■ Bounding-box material
· · · · ·
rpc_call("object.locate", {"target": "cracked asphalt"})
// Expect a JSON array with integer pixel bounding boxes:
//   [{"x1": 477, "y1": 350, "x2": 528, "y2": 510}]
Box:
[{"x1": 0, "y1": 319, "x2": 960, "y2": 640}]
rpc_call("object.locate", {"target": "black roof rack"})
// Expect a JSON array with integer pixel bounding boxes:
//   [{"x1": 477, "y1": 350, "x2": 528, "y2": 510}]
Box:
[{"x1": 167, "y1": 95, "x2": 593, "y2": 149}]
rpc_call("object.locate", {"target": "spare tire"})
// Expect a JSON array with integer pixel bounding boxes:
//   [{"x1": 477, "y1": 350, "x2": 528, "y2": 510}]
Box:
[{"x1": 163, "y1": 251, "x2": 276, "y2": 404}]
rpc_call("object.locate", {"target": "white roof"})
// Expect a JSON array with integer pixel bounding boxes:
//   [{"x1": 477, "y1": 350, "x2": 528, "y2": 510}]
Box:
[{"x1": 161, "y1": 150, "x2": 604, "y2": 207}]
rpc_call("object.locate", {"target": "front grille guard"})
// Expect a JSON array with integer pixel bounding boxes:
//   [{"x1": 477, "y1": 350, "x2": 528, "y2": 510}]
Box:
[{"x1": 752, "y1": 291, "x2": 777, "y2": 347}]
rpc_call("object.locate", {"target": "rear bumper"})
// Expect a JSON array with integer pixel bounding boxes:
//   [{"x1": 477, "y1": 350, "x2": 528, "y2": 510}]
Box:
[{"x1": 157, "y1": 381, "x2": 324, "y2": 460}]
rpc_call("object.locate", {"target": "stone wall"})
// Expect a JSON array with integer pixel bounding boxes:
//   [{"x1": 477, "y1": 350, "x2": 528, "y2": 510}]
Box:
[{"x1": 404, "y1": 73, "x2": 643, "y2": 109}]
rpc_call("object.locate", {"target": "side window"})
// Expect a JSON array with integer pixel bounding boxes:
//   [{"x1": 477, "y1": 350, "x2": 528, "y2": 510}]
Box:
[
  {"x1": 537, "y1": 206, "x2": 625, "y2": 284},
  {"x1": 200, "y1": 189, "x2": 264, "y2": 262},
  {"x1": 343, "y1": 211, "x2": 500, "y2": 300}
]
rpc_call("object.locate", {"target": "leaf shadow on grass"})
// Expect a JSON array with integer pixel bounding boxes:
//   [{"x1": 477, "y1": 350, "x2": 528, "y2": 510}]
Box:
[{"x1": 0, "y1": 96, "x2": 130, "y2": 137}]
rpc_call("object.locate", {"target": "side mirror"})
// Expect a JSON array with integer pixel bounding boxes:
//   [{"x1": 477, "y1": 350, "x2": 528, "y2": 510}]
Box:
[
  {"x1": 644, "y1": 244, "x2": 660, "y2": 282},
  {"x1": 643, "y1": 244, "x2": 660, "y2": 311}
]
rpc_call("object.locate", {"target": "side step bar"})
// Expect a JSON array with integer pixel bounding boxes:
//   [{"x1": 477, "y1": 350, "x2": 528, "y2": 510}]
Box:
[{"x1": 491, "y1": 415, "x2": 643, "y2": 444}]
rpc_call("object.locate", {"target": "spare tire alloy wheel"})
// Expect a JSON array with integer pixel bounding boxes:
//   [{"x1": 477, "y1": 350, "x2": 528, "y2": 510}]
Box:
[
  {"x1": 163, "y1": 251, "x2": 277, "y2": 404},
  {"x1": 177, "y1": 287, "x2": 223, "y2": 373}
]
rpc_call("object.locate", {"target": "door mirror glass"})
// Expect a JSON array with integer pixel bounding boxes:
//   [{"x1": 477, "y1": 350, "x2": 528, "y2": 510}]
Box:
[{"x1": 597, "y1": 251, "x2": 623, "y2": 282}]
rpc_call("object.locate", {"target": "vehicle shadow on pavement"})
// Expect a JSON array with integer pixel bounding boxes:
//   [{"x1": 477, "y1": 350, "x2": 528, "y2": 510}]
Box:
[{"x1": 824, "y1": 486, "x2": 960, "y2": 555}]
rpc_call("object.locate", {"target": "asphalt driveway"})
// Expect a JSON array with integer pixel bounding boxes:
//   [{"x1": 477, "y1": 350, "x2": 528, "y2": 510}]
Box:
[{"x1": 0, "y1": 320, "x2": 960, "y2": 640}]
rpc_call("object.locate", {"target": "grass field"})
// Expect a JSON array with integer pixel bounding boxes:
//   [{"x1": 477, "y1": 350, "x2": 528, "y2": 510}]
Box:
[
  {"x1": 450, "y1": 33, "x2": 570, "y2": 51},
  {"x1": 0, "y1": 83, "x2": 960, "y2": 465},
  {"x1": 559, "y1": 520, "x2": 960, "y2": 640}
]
· · · · ·
■ Exercise prompt
Report each line of the material above that contains the string "grass". Matching is case-sensitive.

■ Solution
rpc_call("object.locate", {"target": "leaf shadow on grass"})
rpc_call("object.locate", {"target": "grass field"})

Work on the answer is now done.